- _Tâche demandée A_: Reproduisez mot pour mot, dans le texte sur l'espéranto ci-dessous, tout ce qui va de « Alors que c'est » jusqu'à « au même endroit). ».
- _Tâche demandée B_: Prolongez le texte sur l'espéranto ci-dessous en reprenant juste après sa dernière phrase.

- _Extrait fourni_:

═══

L'élève ne pourra pas ne pas les voir !
Chaque mot, en espéranto, comporte, clairement lisibles,
sa nature et sa fonction, son sens et sa propre
définition (comme en chinois). Ce qui a pour résultat
que le sens des mots, même anciens ou relativement peu utilisés
et connus (y compris dans notre propre langue maternelle), devient,
en espéranto, immédiatement clair et compréhensible.
Français |
destrier |
palefroi |
haquenée |
Anglais |
steed |
palefrey |
hackney |
Espéranto | batalĉevalo | paradĉevalo | damĉevalo |
* Alors que, pas plus en français qu'en
anglais, le mot ne nous renseigne sur ce que le cheval a de particulier,
même quelqu'un qui n'a jamais appris l'espéranto comprend
tout de suite que le premier est un cheval de bataille, le second
un cheval de parade et que le troisième est réservé
aux dames.
Alors que c'est dans la version que s'exerceront surtout
l'esprit d'analyse (des éléments du mot espéranto
et de leur sens) et la recherche du mot français précis
et équivalent (palefroi, destrier, etc.), dans
le thème, ce sont les deux démarches qui vont
devoir être utilisées : analyse et synthèse.
- Exemple : Traduire le mot « condisciple »
en espéranto.
Analyse : Qu'est-ce qu'un condisciple ? – C'est
une personne qui a étudié avec (en même temps
et au même endroit).

═══

- _Bloc de données_:
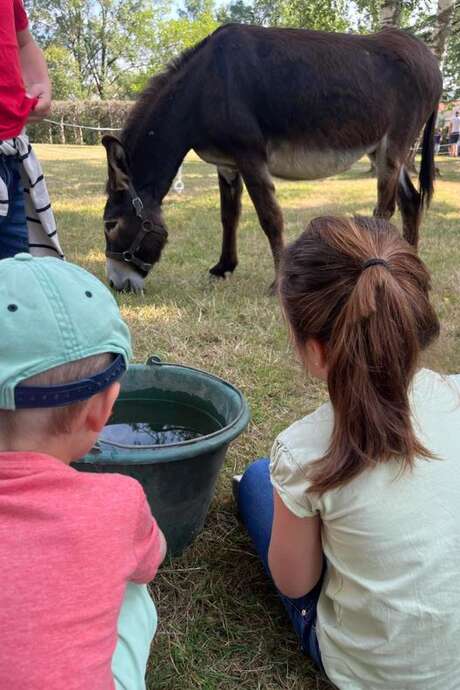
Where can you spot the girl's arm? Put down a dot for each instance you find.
(35, 75)
(295, 555)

═══

- _Réponse attendue A_:
Alors que c'est dans la version que s'exerceront surtout
l'esprit d'analyse (des éléments du mot espéranto
et de leur sens) et la recherche du mot français précis
et équivalent (palefroi, destrier, etc.), dans
le thème, ce sont les deux démarches qui vont
devoir être utilisées : analyse et synthèse.
- Exemple : Traduire le mot « condisciple »
en espéranto.
Analyse : Qu'est-ce qu'un condisciple ? – C'est
une personne qui a étudié avec (en même temps
et au même endroit).

- _Réponse attendue B_:
Traductions possibles :
1 – kunlernanto (avec + élève)
2 – kunstudento (avec + étudiant)
3 – samlernejano (même
+ école + membre)
4 – samkolegiano (même
+ collège + membre)
5 – samliceano (même +
lycée + membre)
6 – samuniversitatano (même
+ université + membre)
Seul le n° 1 « kunlernanto » figure
au dictionnaire espéranto. Les cinq autres ont été
créés pour rendre une précision ou une nuance
supplémentaire. D'autres encore pourraient être créés.
Tous sont parfaitement corrects et compréhensibles. Il restera
encore à choisir ou à construire le mot qui s'insèrera
le mieux dans le contexte (synthèse).
On voit le nombre et la variété de démarches
intellectuelles qu'entraine la traduction d'un seul mot en espéranto.
Somme d'activités intellectuelles sans aucune mesure avec
ce qu'aurait été, dans une autre langue, l'inévitable
recours au dictionnaire.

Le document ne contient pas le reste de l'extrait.